_What is required_:
Without carrying over a single picture, write out the records below exactly.

_Data provided_:
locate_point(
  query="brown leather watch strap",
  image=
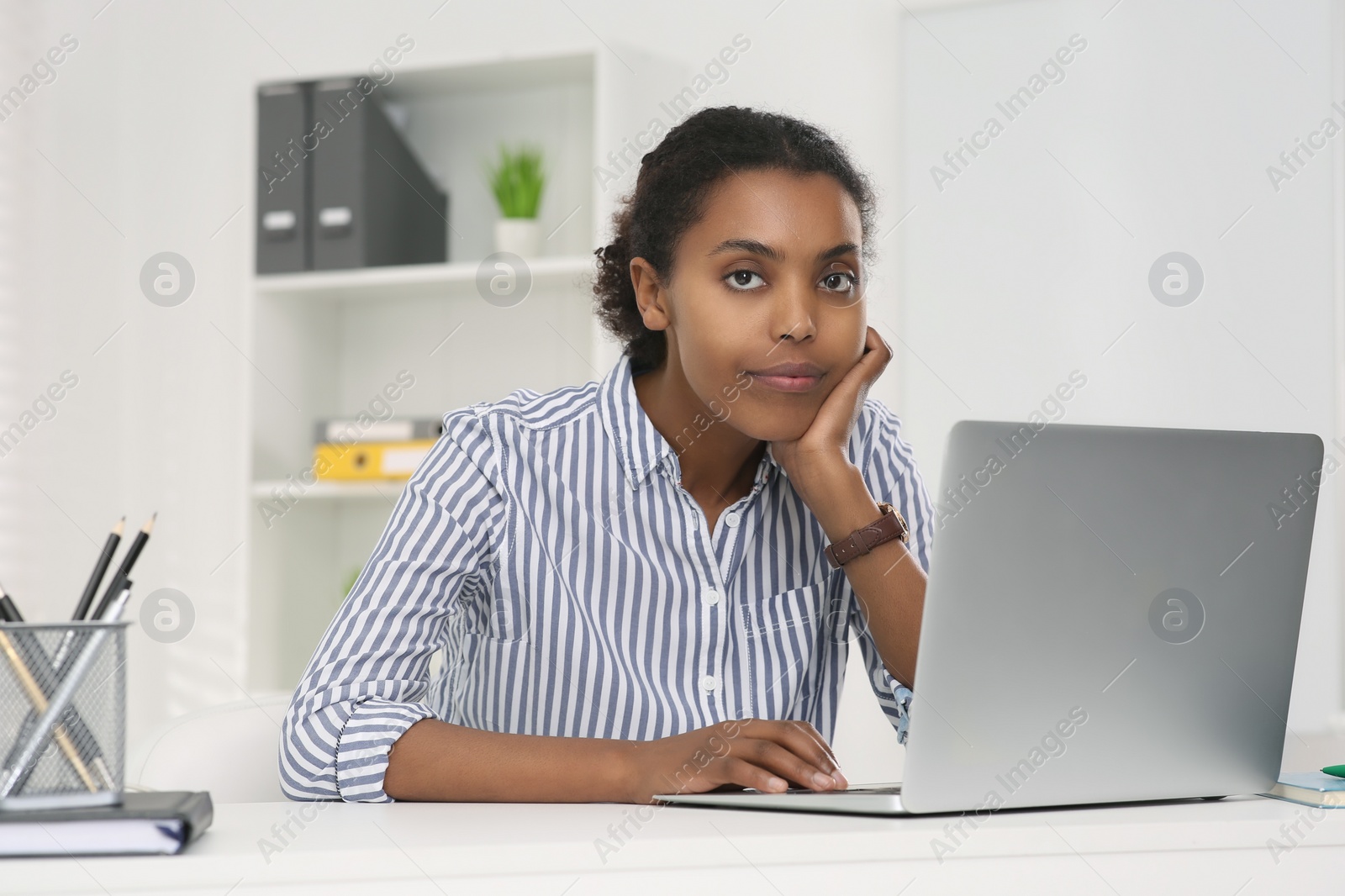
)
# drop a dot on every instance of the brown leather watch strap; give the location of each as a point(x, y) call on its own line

_Solved exercise_:
locate_point(
  query="brown leather watch strap",
  image=
)
# drop a dot on every instance of the brown leather watch strap; give the location of each as a point(x, y) call on its own line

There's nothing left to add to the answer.